Deine Aufgabe: Schreib aus der Filmkritik wortgetreu den Abschnitt ab, der bei den Worten „Auf der Adamant“ beginnt und nach den Worten „schwimmende psychiatrische Tagesklinik.“ endet.

Zitierter Abschnitt:
--

Auf der Adamant – Kritik

VoD: In seinem, dieses Jahr mit dem Goldenen Bären der Berlinale ausgezeichneten Dokumentarfilm erkundet Nicolas Philiberts eine auf der Seine schwimmende psychiatrische Tagesklinik.

Das Adamant öffnet sich am Morgen, öffnet seine Türen und Fenster, öffnet seine Holzschotten, wie Augen, die langsam aus dem Schlaf erwachen, öffnet sich am Anfang von Nicolas Philiberts neuem Dokumentarfilm On the Adamant (Sur l’Adamant), öffnet sich für diejenigen, denen oft gesellschaftliche Teilhabe verschlossen bleibt, die hierherkommen wollen, um sich selbst zu öffnen, rauszulassen, was im Kopf so herumschwirrt: welche Sorgen, Gedanken, Assoziationen, Songs, Bilder, Geschichten, Wünsche. Und Philibert öffnet uns einen Zugang zu dieser Tagesklinik, die als Schiff auf der Seine in Paris ankert. Wobei räumliche Klarheit nicht unbedingt die Sache des Films ist, für den dieser Ort eben nicht aus Bug und Heck, Steuerbord und Backbord, Holzplanken und Glas, sondern jenen Menschen besteht, die ihn Tag für Tag beleben.

--

Dateneinträge:
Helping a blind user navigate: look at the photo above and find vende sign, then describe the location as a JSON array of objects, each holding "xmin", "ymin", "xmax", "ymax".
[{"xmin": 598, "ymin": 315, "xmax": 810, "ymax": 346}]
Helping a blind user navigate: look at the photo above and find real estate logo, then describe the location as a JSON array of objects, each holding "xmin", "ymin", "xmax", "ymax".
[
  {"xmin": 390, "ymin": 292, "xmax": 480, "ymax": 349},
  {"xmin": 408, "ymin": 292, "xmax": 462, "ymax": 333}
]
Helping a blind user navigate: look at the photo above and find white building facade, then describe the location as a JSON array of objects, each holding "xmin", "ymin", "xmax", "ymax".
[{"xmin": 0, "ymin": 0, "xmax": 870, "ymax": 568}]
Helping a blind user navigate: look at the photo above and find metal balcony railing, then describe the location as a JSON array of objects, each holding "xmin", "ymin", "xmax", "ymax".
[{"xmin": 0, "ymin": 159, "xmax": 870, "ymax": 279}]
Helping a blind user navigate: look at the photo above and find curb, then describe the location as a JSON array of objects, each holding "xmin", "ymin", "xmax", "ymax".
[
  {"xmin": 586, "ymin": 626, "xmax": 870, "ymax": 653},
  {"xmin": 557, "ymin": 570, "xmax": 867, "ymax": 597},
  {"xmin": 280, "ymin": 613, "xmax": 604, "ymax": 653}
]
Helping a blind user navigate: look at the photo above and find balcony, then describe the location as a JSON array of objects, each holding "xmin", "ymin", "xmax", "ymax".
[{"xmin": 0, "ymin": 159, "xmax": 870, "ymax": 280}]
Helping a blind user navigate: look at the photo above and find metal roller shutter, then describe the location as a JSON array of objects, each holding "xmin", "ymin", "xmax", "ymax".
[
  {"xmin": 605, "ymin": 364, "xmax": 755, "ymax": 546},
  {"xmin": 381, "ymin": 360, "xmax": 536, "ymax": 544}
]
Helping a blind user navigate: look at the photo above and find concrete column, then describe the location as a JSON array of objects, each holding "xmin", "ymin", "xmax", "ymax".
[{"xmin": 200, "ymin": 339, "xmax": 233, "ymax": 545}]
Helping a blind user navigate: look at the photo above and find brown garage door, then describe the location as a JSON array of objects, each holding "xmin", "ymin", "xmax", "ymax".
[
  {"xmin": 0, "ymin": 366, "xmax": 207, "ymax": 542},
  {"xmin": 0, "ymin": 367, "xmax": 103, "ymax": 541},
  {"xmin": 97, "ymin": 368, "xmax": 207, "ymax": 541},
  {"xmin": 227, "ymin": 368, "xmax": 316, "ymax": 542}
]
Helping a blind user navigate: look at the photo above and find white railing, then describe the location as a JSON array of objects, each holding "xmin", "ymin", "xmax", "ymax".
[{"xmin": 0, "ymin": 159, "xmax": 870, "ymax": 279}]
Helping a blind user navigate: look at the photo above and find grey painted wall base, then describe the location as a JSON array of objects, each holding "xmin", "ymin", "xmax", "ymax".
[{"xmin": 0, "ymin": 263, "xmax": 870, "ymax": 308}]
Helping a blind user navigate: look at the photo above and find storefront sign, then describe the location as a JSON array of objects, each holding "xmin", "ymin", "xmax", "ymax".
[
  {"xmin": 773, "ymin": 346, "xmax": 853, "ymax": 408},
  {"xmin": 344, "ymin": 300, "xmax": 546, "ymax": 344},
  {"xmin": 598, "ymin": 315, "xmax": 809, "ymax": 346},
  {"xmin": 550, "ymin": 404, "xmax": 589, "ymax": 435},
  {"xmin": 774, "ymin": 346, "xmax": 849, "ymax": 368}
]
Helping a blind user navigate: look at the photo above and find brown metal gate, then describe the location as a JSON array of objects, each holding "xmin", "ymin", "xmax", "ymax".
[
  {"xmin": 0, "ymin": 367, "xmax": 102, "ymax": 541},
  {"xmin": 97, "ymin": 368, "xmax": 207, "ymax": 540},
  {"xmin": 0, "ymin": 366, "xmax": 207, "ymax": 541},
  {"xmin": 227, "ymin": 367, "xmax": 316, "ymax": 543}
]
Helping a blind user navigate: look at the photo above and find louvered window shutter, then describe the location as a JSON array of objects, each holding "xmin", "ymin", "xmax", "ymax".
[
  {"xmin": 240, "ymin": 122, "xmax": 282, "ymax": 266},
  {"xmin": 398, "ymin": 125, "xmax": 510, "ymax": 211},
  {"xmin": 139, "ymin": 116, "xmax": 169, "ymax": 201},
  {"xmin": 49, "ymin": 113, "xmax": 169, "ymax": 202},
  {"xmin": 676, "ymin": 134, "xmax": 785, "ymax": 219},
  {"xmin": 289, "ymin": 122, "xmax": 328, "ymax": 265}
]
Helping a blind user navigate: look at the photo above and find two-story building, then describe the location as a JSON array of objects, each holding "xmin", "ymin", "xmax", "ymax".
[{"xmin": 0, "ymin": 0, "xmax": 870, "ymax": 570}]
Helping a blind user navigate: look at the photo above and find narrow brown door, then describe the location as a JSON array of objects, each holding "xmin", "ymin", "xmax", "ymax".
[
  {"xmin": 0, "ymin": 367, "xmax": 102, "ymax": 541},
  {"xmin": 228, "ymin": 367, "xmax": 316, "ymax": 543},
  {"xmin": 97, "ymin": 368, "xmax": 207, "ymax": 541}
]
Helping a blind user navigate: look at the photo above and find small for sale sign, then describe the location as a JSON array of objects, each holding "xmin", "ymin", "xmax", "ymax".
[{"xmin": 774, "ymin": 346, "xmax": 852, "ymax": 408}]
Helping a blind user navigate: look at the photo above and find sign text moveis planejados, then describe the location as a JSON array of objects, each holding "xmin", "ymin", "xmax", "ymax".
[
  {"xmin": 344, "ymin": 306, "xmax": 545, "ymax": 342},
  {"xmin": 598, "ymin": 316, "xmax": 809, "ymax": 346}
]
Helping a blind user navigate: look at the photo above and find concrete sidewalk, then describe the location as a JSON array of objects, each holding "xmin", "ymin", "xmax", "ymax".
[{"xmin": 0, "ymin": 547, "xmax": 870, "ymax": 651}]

--

Antwort zur Aufgabe:
Auf der Adamant – Kritik

VoD: In seinem, dieses Jahr mit dem Goldenen Bären der Berlinale ausgezeichneten Dokumentarfilm erkundet Nicolas Philiberts eine auf der Seine schwimmende psychiatrische Tagesklinik.